**THE TASK:** Repeat the entire listing exactly. Omit all pictures.
_ _ _
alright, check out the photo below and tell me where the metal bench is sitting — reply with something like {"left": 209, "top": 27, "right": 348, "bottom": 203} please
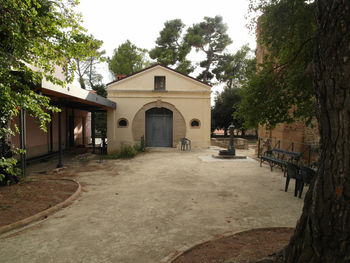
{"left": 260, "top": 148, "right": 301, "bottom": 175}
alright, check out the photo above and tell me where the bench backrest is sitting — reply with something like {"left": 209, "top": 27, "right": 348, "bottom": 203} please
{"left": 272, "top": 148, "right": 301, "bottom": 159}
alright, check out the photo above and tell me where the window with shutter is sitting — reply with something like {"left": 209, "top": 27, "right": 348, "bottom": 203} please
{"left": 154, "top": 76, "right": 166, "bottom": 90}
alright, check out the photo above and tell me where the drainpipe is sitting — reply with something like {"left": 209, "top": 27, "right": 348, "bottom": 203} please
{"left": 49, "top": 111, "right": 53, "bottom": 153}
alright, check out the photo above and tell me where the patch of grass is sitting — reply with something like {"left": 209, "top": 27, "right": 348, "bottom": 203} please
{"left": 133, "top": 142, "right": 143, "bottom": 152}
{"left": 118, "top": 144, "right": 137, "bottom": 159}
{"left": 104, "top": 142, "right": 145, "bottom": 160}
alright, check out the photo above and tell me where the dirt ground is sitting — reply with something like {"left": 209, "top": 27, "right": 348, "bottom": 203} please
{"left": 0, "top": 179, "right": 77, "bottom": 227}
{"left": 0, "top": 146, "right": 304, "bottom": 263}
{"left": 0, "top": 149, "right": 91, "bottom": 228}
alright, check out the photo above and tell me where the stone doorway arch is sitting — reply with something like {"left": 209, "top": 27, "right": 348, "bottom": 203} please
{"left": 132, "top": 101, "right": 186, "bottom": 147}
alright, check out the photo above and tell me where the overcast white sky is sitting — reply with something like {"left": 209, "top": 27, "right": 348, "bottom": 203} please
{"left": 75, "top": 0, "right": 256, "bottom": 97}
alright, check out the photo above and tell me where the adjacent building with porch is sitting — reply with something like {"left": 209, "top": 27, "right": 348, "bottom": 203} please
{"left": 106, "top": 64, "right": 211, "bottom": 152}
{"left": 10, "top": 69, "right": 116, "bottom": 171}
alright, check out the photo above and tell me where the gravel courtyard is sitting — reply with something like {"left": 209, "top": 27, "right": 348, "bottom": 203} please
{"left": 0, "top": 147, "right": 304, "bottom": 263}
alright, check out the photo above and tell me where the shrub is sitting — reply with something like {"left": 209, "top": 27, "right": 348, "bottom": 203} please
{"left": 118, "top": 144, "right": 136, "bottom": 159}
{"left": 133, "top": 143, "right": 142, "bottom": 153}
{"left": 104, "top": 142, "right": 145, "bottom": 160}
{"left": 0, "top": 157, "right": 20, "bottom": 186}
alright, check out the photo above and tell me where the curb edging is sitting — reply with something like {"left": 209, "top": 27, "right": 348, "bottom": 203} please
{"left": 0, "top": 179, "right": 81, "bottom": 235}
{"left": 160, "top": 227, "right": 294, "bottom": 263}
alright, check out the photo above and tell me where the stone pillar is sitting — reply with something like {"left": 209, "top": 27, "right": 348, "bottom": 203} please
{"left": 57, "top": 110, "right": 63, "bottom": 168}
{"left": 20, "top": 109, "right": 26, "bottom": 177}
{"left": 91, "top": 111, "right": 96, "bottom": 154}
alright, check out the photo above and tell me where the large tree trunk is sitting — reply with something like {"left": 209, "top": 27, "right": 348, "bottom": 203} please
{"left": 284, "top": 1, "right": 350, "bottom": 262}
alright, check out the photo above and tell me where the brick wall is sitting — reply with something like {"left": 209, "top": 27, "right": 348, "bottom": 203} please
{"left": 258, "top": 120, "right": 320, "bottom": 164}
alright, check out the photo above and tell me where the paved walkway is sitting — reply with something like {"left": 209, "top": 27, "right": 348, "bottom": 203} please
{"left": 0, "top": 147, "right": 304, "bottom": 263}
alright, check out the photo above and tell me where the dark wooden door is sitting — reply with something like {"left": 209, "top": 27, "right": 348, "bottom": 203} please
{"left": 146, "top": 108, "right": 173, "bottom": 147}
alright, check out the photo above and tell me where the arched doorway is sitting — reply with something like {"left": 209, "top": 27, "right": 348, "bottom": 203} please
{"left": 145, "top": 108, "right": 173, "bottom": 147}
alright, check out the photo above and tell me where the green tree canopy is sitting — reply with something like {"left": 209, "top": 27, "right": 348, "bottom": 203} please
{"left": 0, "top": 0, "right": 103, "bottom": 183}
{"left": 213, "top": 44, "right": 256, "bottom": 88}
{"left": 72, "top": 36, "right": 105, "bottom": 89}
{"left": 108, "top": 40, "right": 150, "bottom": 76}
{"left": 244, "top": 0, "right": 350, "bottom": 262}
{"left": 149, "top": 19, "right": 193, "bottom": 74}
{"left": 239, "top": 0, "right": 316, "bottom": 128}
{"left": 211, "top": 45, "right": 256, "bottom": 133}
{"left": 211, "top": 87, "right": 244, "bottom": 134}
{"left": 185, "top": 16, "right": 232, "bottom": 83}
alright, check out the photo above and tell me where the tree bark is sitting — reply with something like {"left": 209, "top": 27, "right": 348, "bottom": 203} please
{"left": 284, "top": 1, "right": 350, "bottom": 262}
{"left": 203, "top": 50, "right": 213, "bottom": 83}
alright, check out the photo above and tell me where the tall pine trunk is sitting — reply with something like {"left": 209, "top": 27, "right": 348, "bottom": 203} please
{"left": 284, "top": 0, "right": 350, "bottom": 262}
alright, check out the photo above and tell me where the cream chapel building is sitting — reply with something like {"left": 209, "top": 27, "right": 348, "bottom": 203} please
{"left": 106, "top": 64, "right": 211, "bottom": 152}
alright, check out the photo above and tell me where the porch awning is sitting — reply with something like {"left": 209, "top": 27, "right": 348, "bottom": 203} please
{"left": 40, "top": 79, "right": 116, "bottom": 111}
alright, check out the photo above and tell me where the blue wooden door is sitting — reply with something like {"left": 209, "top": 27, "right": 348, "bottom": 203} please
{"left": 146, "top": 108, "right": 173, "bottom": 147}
_ _ _
**COMPLETED TASK:**
alright, check out the photo below and tell me where the metal bench is sitting — reply with something like {"left": 209, "top": 27, "right": 348, "bottom": 203} please
{"left": 260, "top": 148, "right": 301, "bottom": 175}
alright, check out the photo above and tell me where the bench backrest is sitting — reply with something like {"left": 209, "top": 27, "right": 348, "bottom": 203} please
{"left": 272, "top": 148, "right": 301, "bottom": 159}
alright, check out the photo above and tell me where the window with shutter is sitting — reply with something like {"left": 209, "top": 27, "right": 348, "bottom": 203} please
{"left": 154, "top": 76, "right": 166, "bottom": 90}
alright, check out the photo above and tell me where the drainpipe is sitting — reply with something like {"left": 209, "top": 27, "right": 348, "bottom": 203} please
{"left": 49, "top": 111, "right": 53, "bottom": 153}
alright, check out the photo above and tell me where the patch of grass is sitting — reply with something like {"left": 209, "top": 27, "right": 348, "bottom": 203} please
{"left": 133, "top": 142, "right": 143, "bottom": 152}
{"left": 118, "top": 144, "right": 137, "bottom": 159}
{"left": 104, "top": 142, "right": 145, "bottom": 160}
alright, check out the photo above and tell me where the dirt ground is sitting — reply with something like {"left": 209, "top": 27, "right": 348, "bottom": 203} please
{"left": 0, "top": 179, "right": 77, "bottom": 227}
{"left": 0, "top": 146, "right": 304, "bottom": 263}
{"left": 0, "top": 149, "right": 91, "bottom": 228}
alright, check out the photo above and tell me where the stone doorway arch is sitting — reply with something like {"left": 209, "top": 27, "right": 348, "bottom": 203} please
{"left": 132, "top": 101, "right": 186, "bottom": 147}
alright, check out the photo above and tell me where the overcast white sky is sitting — reply with something like {"left": 209, "top": 27, "right": 348, "bottom": 203} please
{"left": 75, "top": 0, "right": 256, "bottom": 97}
alright, check out the photo above and tell me where the adjacent building with porch is sitting — reply with something like {"left": 209, "top": 27, "right": 348, "bottom": 203} please
{"left": 106, "top": 64, "right": 211, "bottom": 152}
{"left": 10, "top": 69, "right": 116, "bottom": 171}
alright, check out the photo above and tell me where the gravel courtyard is sitting — reply with something like {"left": 209, "top": 27, "right": 348, "bottom": 203} please
{"left": 0, "top": 147, "right": 304, "bottom": 263}
alright, check out the photo above and tell me where the shrub is sitting — reply with something like {"left": 209, "top": 27, "right": 348, "bottom": 203} please
{"left": 118, "top": 144, "right": 136, "bottom": 159}
{"left": 133, "top": 143, "right": 142, "bottom": 153}
{"left": 104, "top": 142, "right": 145, "bottom": 160}
{"left": 0, "top": 157, "right": 20, "bottom": 186}
alright, check out the photo above and tell me where the curb edging is sitting — reply with something like {"left": 209, "top": 27, "right": 348, "bottom": 203} please
{"left": 0, "top": 179, "right": 81, "bottom": 235}
{"left": 160, "top": 227, "right": 294, "bottom": 263}
alright, check out the photo above and tell me where the stone pillar is sitting — reply with something like {"left": 209, "top": 27, "right": 348, "bottom": 203} please
{"left": 57, "top": 110, "right": 63, "bottom": 168}
{"left": 20, "top": 109, "right": 26, "bottom": 177}
{"left": 91, "top": 111, "right": 96, "bottom": 154}
alright, check out the photo above and tell me where the large tree trunk is sitting — reply with something like {"left": 209, "top": 27, "right": 348, "bottom": 203} please
{"left": 284, "top": 1, "right": 350, "bottom": 262}
alright, check out the photo above and tell me where the brick wall is sitting — reply with something like {"left": 209, "top": 27, "right": 348, "bottom": 203} please
{"left": 258, "top": 120, "right": 320, "bottom": 164}
alright, check out the photo above and tell me where the paved walkway is sitting — reply with something like {"left": 209, "top": 27, "right": 348, "bottom": 203} please
{"left": 0, "top": 147, "right": 304, "bottom": 263}
alright, check out the photo above and tell me where the dark wooden door is sitting — reply with something like {"left": 209, "top": 27, "right": 348, "bottom": 203} please
{"left": 146, "top": 108, "right": 173, "bottom": 147}
alright, check out the photo above and tell me where the arched doorway is sitting — reply with something like {"left": 209, "top": 27, "right": 348, "bottom": 203} please
{"left": 145, "top": 108, "right": 173, "bottom": 147}
alright, check out the photo above and tell me where the green tree canopy is sitting — reply with something like {"left": 209, "top": 27, "right": 348, "bottom": 203} please
{"left": 0, "top": 0, "right": 103, "bottom": 183}
{"left": 213, "top": 44, "right": 256, "bottom": 88}
{"left": 72, "top": 36, "right": 105, "bottom": 89}
{"left": 108, "top": 40, "right": 150, "bottom": 76}
{"left": 244, "top": 0, "right": 350, "bottom": 262}
{"left": 149, "top": 19, "right": 193, "bottom": 74}
{"left": 239, "top": 0, "right": 316, "bottom": 128}
{"left": 211, "top": 45, "right": 256, "bottom": 133}
{"left": 211, "top": 87, "right": 244, "bottom": 134}
{"left": 185, "top": 16, "right": 232, "bottom": 83}
alright, check out the photo above and tell me where the tree bark is sitting — reply with something like {"left": 209, "top": 27, "right": 348, "bottom": 203} please
{"left": 284, "top": 1, "right": 350, "bottom": 262}
{"left": 203, "top": 50, "right": 213, "bottom": 83}
alright, check out the photo above and tell me where the tall pine trunk is sitting — reply with something like {"left": 209, "top": 27, "right": 348, "bottom": 203} please
{"left": 284, "top": 0, "right": 350, "bottom": 262}
alright, check out the photo above and tell me where the cream chapel building is sitting — reply with something like {"left": 209, "top": 27, "right": 348, "bottom": 203} please
{"left": 106, "top": 64, "right": 211, "bottom": 152}
alright, check out the photo above and tell me where the porch awning is sitting — reply with something like {"left": 209, "top": 27, "right": 348, "bottom": 203} please
{"left": 40, "top": 79, "right": 116, "bottom": 111}
alright, check out the photo above and tell me where the blue wooden door is sitting — reply with something like {"left": 209, "top": 27, "right": 348, "bottom": 203} please
{"left": 146, "top": 108, "right": 173, "bottom": 147}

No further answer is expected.